— Begin Records shown —
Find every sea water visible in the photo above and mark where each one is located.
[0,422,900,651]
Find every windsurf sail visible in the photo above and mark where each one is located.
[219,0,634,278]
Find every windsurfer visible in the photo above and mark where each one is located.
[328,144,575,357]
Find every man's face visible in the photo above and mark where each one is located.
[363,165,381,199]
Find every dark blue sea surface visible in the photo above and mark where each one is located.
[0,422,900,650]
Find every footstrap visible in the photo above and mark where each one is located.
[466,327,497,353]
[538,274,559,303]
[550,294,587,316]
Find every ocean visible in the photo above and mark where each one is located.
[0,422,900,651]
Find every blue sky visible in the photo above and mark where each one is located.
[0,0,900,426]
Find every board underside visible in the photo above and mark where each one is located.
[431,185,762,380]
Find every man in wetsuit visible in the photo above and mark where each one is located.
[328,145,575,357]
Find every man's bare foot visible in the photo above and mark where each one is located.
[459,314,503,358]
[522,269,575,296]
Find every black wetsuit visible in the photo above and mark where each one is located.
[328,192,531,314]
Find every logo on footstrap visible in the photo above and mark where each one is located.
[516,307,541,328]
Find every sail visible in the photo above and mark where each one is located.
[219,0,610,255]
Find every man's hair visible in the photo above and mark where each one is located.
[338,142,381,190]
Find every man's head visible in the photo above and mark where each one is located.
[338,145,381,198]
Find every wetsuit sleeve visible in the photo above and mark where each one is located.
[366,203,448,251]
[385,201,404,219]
— End Records shown —
» **What to do**
Return all of the material above line for line, with nothing added, dropped, or changed.

» **Answer**
Find every sea water visible in the photo above and mark where each one is located.
[0,422,900,651]
Find every windsurf sail visible in the photo above and mark where each one is located.
[219,0,634,278]
Find every windsurfer visible in the photo above and mark where each one is located.
[328,144,575,357]
Find every man's face visible in the photo above and mark where each one is located.
[363,165,381,199]
Find every dark blue sea surface visible in the photo above and mark where each one is located.
[0,422,900,650]
Find every footstrap visible in the photo above and mark where each one is located.
[466,327,497,353]
[538,274,559,303]
[550,294,587,316]
Find every ocean visible in the photo above and mark where each one is located.
[0,422,900,651]
Find every blue sky visible in the photo above and mark where each one is located.
[0,0,900,426]
Find every board underside visible in the photo above and mark where each one is located.
[431,185,762,380]
Find every man in wetsuit visible in the photo above and mark where each one is located.
[328,145,575,357]
Find every man's bare foot visible in the photo above and mark where each one is located.
[459,314,503,358]
[522,269,575,296]
Find every black wetsuit visible in the photo above and mark where each one is located.
[328,192,531,314]
Find every logo on footstrap visible in the photo above and mark where each one is located.
[516,307,541,328]
Find every sail visible in the photo above and mark where each one is located.
[219,0,610,255]
Find every man's hair visible in the photo above and mark where each one is located.
[338,142,381,190]
Find every man's head visible in the photo above and mark where each one is located.
[338,145,381,198]
Find every wetsuit sleeve visible in the photo above and mark where each one is located.
[366,203,448,251]
[385,201,404,219]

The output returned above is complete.